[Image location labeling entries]
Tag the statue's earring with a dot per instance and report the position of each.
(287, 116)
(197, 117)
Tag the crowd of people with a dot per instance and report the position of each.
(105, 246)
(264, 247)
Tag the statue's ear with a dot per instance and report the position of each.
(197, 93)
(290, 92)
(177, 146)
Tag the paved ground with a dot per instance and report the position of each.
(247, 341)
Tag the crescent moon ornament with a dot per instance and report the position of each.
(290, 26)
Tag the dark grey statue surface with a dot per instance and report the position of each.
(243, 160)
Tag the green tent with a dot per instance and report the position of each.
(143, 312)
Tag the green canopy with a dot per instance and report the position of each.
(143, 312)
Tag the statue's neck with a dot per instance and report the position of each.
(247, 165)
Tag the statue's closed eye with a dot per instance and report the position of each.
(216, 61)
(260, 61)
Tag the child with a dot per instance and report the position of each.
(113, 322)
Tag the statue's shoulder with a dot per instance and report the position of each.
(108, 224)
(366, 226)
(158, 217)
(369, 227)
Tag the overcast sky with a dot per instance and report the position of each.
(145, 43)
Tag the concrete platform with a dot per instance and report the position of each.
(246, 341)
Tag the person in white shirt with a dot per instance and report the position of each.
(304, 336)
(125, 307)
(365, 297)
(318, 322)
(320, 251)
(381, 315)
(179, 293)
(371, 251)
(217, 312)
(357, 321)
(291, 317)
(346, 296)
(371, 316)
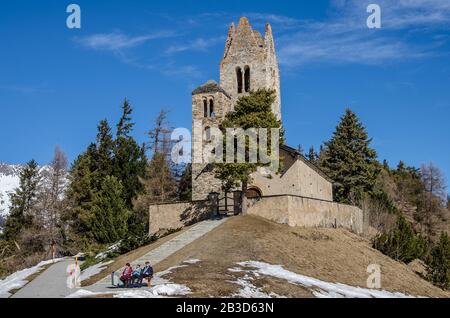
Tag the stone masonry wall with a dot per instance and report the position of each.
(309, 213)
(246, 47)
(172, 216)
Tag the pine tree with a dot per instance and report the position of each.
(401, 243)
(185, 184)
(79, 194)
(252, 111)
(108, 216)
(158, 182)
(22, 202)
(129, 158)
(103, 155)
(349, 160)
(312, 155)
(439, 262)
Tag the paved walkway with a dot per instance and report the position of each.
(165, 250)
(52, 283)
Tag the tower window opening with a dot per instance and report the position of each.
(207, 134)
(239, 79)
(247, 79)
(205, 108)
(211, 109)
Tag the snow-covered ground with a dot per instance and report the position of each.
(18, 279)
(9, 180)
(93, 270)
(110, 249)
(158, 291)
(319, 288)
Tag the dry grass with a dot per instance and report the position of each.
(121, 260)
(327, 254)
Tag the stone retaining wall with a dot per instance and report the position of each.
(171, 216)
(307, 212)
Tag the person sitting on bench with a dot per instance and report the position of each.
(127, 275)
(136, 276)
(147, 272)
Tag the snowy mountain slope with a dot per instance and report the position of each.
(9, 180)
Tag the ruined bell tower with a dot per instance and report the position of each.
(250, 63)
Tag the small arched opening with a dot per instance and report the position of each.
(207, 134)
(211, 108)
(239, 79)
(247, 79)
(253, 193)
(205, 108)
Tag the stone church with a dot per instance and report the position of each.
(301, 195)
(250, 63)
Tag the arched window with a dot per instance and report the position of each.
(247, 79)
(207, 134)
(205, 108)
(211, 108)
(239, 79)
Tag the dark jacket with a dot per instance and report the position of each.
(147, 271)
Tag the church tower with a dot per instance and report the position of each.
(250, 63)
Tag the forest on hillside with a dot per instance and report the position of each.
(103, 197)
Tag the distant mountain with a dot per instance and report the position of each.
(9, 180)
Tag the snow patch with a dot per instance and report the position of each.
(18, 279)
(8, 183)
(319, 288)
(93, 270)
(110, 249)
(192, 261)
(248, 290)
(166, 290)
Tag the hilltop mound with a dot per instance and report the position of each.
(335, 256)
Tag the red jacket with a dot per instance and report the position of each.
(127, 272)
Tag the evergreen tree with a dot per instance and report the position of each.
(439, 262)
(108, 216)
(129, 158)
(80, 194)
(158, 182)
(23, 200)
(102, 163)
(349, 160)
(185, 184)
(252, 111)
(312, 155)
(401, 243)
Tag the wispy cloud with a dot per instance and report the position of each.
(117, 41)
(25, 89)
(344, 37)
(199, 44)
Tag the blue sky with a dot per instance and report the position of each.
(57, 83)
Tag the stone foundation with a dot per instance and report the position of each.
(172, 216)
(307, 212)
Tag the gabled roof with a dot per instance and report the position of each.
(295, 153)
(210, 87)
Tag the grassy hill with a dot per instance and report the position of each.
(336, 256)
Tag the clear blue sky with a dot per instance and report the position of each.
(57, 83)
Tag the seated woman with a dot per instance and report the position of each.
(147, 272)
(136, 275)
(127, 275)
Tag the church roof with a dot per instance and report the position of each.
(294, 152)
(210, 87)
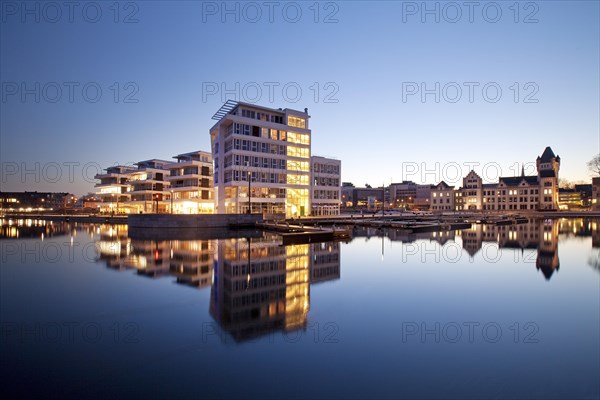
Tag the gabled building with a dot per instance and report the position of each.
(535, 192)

...

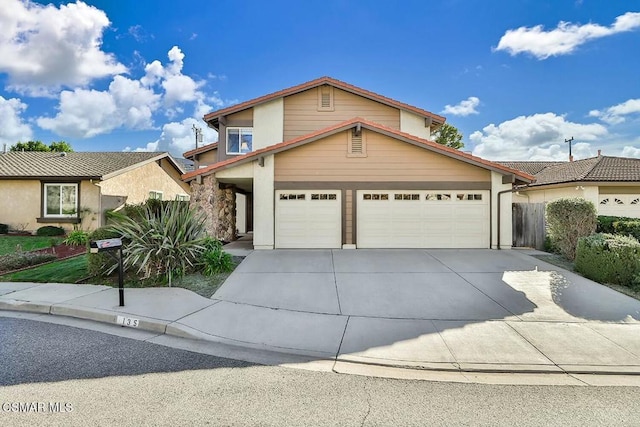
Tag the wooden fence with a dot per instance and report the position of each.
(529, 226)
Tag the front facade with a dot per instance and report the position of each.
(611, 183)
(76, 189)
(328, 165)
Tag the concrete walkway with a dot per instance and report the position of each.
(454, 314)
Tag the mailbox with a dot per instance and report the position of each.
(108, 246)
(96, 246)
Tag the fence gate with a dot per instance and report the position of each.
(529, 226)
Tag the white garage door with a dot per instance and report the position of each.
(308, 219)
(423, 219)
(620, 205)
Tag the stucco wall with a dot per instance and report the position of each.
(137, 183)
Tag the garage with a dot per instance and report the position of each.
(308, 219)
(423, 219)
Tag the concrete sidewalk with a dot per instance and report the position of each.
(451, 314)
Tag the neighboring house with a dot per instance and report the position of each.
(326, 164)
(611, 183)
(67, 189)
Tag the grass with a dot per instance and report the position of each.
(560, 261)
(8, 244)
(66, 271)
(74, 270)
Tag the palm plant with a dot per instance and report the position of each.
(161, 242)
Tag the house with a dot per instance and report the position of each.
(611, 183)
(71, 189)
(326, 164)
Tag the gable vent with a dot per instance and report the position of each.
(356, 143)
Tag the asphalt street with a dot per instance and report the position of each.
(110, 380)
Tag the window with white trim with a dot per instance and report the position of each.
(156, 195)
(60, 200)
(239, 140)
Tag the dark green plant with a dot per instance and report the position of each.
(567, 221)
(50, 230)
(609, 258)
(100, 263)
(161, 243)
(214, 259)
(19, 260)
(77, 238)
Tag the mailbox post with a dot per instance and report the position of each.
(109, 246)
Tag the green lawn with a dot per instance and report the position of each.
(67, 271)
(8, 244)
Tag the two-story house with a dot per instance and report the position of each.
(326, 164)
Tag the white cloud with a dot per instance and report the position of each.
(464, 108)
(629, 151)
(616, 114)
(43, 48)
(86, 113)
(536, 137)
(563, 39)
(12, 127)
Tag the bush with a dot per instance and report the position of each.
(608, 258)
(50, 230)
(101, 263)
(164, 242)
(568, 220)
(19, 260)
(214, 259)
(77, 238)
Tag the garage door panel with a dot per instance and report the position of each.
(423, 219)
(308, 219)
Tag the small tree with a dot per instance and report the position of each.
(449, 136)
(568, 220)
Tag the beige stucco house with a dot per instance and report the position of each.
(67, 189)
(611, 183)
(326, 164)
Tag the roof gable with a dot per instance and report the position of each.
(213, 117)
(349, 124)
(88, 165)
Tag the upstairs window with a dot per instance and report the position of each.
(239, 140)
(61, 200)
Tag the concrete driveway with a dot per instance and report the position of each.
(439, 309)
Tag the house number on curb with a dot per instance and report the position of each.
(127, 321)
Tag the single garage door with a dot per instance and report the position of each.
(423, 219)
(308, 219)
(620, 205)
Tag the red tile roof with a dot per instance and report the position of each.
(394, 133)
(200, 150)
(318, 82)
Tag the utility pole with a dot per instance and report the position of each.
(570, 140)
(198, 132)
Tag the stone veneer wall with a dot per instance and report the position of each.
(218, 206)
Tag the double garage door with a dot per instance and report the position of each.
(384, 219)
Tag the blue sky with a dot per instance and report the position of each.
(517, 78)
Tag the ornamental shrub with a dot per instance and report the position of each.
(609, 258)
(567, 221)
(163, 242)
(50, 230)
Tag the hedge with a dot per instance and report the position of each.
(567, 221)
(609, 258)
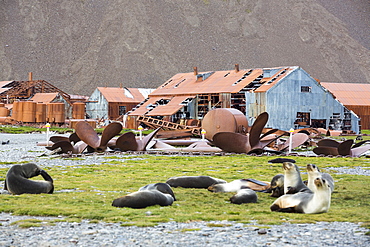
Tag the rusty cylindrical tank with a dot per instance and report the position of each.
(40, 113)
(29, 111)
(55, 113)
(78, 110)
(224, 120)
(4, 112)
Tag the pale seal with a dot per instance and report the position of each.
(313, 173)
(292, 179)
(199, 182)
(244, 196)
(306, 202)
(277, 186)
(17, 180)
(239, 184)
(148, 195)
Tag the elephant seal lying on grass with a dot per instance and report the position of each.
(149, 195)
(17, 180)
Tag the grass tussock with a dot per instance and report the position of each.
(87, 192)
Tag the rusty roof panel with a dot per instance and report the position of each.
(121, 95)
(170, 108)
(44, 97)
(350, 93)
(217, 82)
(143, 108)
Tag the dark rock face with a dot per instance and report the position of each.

WHAT IS EXPECTED:
Report every line in the listing above that contains the string "seal", matching case exactly.

THE OUTPUT:
Tag the pale seal with a dot per instance and report the position of each.
Tag the elephant seal lying on grass with a dot per instance and report the position of each.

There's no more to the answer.